▶ _Work to do_
Render the listing below as a Markdown table with two columns, Row and Line: number each line in Row and put its text in Line, skipping any blank lines.

::: Task inputs

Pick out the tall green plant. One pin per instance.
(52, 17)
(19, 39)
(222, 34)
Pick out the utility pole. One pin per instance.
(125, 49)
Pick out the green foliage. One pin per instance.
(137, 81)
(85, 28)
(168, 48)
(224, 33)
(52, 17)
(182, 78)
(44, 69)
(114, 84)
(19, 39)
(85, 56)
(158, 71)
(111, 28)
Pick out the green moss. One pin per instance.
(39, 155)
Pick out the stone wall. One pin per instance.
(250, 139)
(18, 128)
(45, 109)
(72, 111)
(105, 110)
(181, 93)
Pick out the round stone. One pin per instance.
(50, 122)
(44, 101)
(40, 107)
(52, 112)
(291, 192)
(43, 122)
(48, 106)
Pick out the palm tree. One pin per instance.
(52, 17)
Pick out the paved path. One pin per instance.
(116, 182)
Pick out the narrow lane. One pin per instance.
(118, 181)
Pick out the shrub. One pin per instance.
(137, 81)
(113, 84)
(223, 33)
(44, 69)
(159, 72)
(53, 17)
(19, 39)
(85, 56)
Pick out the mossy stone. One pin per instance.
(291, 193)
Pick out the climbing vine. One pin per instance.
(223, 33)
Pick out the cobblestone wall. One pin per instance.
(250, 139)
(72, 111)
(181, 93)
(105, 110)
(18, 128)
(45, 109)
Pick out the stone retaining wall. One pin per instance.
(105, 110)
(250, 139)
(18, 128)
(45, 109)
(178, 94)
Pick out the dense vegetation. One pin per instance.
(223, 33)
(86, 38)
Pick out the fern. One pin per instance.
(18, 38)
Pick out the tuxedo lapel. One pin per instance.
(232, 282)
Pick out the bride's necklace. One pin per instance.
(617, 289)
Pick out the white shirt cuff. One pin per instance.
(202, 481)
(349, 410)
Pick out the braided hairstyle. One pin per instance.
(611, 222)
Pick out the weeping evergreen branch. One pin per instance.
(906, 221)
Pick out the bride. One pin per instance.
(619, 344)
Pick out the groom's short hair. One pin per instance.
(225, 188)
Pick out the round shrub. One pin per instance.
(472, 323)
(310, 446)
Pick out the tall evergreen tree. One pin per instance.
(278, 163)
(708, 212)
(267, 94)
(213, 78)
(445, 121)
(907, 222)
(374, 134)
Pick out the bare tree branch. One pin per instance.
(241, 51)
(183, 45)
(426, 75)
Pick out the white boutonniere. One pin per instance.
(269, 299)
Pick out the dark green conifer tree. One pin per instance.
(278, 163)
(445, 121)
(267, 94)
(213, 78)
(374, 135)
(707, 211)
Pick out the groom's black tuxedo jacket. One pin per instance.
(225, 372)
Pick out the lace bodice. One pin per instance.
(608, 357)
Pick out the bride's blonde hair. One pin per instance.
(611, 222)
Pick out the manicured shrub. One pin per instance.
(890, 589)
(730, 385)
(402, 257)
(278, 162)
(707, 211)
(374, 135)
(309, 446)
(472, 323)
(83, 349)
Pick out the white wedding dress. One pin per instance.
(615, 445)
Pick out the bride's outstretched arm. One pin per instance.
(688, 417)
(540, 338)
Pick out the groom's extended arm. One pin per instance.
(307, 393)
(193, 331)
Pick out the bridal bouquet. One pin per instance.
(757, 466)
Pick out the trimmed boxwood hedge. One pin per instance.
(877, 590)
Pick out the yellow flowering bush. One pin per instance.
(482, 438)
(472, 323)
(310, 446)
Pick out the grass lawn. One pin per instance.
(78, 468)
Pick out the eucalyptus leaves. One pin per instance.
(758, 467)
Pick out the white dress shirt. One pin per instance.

::::::

▶ _The reply_
| Row | Line |
|---|---|
| 1 | Pick out the tall green plant. One pin per instance. |
| 2 | (52, 17) |
| 3 | (19, 39) |
| 4 | (222, 34) |
| 5 | Pick out the utility pole. One pin per instance. |
| 6 | (125, 49) |
| 7 | Pick out the green foliage. One pin per instance. |
| 8 | (137, 81) |
| 9 | (85, 28) |
| 10 | (168, 48) |
| 11 | (224, 33) |
| 12 | (52, 17) |
| 13 | (182, 78) |
| 14 | (44, 69) |
| 15 | (114, 84) |
| 16 | (19, 39) |
| 17 | (85, 56) |
| 18 | (158, 71) |
| 19 | (111, 28) |
| 20 | Pick out the green moss. One pin per instance. |
| 21 | (39, 155) |
| 22 | Pick out the stone wall. One pin per instance. |
| 23 | (250, 139) |
| 24 | (18, 128) |
| 25 | (45, 109) |
| 26 | (72, 111) |
| 27 | (105, 110) |
| 28 | (181, 93) |
| 29 | Pick out the round stone. One pin per instance. |
| 30 | (50, 122) |
| 31 | (44, 101) |
| 32 | (40, 107) |
| 33 | (52, 112) |
| 34 | (291, 192) |
| 35 | (43, 122) |
| 36 | (48, 106) |
| 37 | Pick out the palm tree. One pin per instance. |
| 38 | (52, 17) |
| 39 | Pick out the paved path. One pin per instance. |
| 40 | (116, 182) |
| 41 | Pick out the narrow lane. One pin per instance. |
| 42 | (118, 181) |
| 43 | Pick out the shrub. One pin per instance. |
| 44 | (137, 81) |
| 45 | (113, 84) |
| 46 | (223, 33) |
| 47 | (44, 69) |
| 48 | (159, 72) |
| 49 | (53, 17) |
| 50 | (19, 39) |
| 51 | (85, 56) |
| 52 | Pick out the mossy stone. One pin per instance. |
| 53 | (291, 193) |
| 54 | Pick out the climbing vine. One pin per instance. |
| 55 | (223, 33) |
| 56 | Pick out the cobblestone wall. One pin per instance. |
| 57 | (250, 139) |
| 58 | (72, 111) |
| 59 | (181, 93) |
| 60 | (105, 110) |
| 61 | (18, 128) |
| 62 | (45, 109) |
| 63 | Pick out the stone retaining wall. One pin per instance. |
| 64 | (105, 110) |
| 65 | (250, 139) |
| 66 | (18, 128) |
| 67 | (45, 109) |
| 68 | (178, 94) |
| 69 | Pick out the dense vegetation. One pin per instance. |
| 70 | (223, 33) |
| 71 | (86, 38) |
| 72 | Pick out the fern. One pin per instance. |
| 73 | (18, 38) |
| 74 | Pick out the tuxedo lapel. One pin per instance. |
| 75 | (232, 282) |
| 76 | Pick out the bride's necklace. One pin per instance. |
| 77 | (617, 289) |
| 78 | Pick out the white shirt cuff. One pin per instance. |
| 79 | (202, 481) |
| 80 | (349, 410) |
| 81 | Pick out the braided hairstyle. One pin per instance. |
| 82 | (611, 222) |
| 83 | Pick out the weeping evergreen branch. One pin per instance. |
| 84 | (906, 221) |
| 85 | Pick out the bride. One pin per instance. |
| 86 | (619, 344) |
| 87 | Pick out the groom's short hair. One pin per instance. |
| 88 | (225, 188) |
| 89 | Pick out the round shrub. One pin per instance. |
| 90 | (472, 323) |
| 91 | (310, 446) |
| 92 | Pick out the tall evergreen tree. One pin per instance. |
| 93 | (278, 163) |
| 94 | (708, 212) |
| 95 | (267, 94) |
| 96 | (213, 78) |
| 97 | (445, 121) |
| 98 | (907, 222) |
| 99 | (374, 134) |
| 100 | Pick out the bare tree branch. One pin per instance. |
| 101 | (241, 51) |
| 102 | (183, 45) |
| 103 | (426, 75) |
| 104 | Pick out the white boutonniere. One pin per instance. |
| 105 | (269, 299) |
| 106 | Pick out the dark green conifer tree. One pin per instance. |
| 107 | (278, 163) |
| 108 | (445, 121) |
| 109 | (267, 94) |
| 110 | (213, 78) |
| 111 | (374, 135) |
| 112 | (707, 211) |
| 113 | Pick out the groom's black tuxedo jacket. One pin per instance. |
| 114 | (225, 372) |
| 115 | Pick out the lace bodice. One pin per instance. |
| 116 | (608, 357) |
| 117 | Pick out the bride's blonde hair. One pin per instance. |
| 118 | (611, 222) |
| 119 | Pick out the manicured shrub. One pin per instance. |
| 120 | (890, 589) |
| 121 | (730, 385) |
| 122 | (402, 257) |
| 123 | (278, 162) |
| 124 | (707, 211) |
| 125 | (374, 135) |
| 126 | (309, 446) |
| 127 | (472, 323) |
| 128 | (83, 349) |
| 129 | Pick out the white wedding dress. One pin per instance. |
| 130 | (615, 445) |
| 131 | Pick out the bride's outstretched arm. One pin per instance. |
| 132 | (688, 417) |
| 133 | (540, 338) |
| 134 | Pick out the groom's extended arm. One pin per instance. |
| 135 | (307, 393) |
| 136 | (193, 331) |
| 137 | Pick out the bridal bouquet. One pin per instance. |
| 138 | (757, 466) |
| 139 | Pick out the trimmed boxwood hedge. One pin per instance. |
| 140 | (877, 590) |
| 141 | Pick out the yellow flowering bush. One pin per instance. |
| 142 | (482, 438) |
| 143 | (472, 323) |
| 144 | (310, 446) |
| 145 | Pick out the grass lawn. One pin per instance. |
| 146 | (78, 468) |
| 147 | Pick out the eucalyptus leaves. One pin per instance. |
| 148 | (758, 467) |
| 149 | Pick out the white dress shirt. One pin per instance. |